Read the records below. Copy each line where the string "pole" occurs.
—————
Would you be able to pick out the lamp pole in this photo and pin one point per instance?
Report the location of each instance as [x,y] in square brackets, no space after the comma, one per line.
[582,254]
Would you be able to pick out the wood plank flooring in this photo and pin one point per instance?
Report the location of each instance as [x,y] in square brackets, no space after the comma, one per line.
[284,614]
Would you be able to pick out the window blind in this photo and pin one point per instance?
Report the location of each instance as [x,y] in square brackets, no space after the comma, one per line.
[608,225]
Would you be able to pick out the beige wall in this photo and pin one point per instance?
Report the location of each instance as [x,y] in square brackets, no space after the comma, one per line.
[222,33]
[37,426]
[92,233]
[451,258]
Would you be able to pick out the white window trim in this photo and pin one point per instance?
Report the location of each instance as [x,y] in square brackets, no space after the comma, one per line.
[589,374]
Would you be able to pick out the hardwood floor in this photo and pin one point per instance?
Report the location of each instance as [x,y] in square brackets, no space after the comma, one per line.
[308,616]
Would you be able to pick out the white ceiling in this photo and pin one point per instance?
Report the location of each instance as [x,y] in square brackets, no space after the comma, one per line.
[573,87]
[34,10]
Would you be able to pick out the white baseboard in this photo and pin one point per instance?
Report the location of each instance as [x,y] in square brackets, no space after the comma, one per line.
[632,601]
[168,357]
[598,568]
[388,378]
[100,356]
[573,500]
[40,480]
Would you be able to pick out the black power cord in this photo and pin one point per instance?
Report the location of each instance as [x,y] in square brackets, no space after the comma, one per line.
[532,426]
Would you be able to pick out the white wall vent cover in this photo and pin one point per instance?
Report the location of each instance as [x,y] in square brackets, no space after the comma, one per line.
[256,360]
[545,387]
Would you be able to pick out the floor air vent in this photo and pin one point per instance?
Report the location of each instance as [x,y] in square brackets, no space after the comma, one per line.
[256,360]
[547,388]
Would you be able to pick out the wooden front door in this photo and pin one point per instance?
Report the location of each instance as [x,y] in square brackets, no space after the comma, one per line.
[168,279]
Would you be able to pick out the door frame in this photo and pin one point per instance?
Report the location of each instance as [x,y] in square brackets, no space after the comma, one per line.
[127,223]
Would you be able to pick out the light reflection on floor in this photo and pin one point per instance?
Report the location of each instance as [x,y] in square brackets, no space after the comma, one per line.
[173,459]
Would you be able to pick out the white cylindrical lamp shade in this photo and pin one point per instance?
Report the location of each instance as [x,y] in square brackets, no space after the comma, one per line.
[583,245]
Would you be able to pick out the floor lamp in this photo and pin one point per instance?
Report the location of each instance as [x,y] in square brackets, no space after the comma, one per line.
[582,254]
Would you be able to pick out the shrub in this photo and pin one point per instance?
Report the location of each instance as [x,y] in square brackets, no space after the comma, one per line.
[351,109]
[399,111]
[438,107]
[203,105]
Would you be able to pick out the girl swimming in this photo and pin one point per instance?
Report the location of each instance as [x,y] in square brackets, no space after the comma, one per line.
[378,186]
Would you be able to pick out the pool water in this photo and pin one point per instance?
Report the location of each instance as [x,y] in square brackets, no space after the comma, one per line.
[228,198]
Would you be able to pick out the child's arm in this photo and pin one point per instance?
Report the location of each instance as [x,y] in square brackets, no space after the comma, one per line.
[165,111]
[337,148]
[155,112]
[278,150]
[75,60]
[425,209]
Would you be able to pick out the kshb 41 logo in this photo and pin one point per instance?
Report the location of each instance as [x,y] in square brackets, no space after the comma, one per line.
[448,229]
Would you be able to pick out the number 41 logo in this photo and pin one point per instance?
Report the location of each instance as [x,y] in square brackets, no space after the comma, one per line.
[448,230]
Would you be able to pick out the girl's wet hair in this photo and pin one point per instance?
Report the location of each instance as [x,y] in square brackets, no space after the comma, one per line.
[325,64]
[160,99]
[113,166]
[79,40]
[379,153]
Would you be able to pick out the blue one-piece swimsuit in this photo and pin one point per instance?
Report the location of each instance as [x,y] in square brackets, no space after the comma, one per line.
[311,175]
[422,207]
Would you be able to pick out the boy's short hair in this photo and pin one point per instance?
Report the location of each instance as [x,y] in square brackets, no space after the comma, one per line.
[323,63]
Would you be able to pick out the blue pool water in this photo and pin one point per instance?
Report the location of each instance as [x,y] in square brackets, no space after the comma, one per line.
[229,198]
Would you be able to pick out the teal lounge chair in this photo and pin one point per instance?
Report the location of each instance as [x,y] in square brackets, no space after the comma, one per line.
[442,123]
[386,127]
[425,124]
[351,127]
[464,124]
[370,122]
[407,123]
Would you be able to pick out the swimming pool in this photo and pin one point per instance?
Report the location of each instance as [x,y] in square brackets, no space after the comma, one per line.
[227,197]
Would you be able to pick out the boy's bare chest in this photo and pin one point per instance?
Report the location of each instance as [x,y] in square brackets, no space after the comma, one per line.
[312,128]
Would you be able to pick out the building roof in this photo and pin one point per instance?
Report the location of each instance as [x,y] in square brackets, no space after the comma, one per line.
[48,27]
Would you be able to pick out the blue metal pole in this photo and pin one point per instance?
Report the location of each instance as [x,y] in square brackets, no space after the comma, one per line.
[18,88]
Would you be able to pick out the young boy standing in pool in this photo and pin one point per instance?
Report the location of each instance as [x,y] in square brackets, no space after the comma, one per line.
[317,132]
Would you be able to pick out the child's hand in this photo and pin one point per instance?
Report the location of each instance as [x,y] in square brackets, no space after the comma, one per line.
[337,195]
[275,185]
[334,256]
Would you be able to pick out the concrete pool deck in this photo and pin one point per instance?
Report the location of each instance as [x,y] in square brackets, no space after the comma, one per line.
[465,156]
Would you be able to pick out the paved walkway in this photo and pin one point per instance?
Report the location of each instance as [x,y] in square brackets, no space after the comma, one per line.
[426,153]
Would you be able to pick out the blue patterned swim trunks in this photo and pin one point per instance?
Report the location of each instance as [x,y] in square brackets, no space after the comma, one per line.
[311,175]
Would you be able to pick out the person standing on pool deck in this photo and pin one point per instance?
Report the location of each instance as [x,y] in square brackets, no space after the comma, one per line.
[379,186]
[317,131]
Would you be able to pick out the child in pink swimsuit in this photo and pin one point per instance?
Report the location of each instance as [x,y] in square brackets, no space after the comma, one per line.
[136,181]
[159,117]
—————
** Finished task **
Would you be able to pick out the lamp pole in this photo and pin one point per instance?
Would you be able to pick out the blue metal pole in this photo and pin one point per instance?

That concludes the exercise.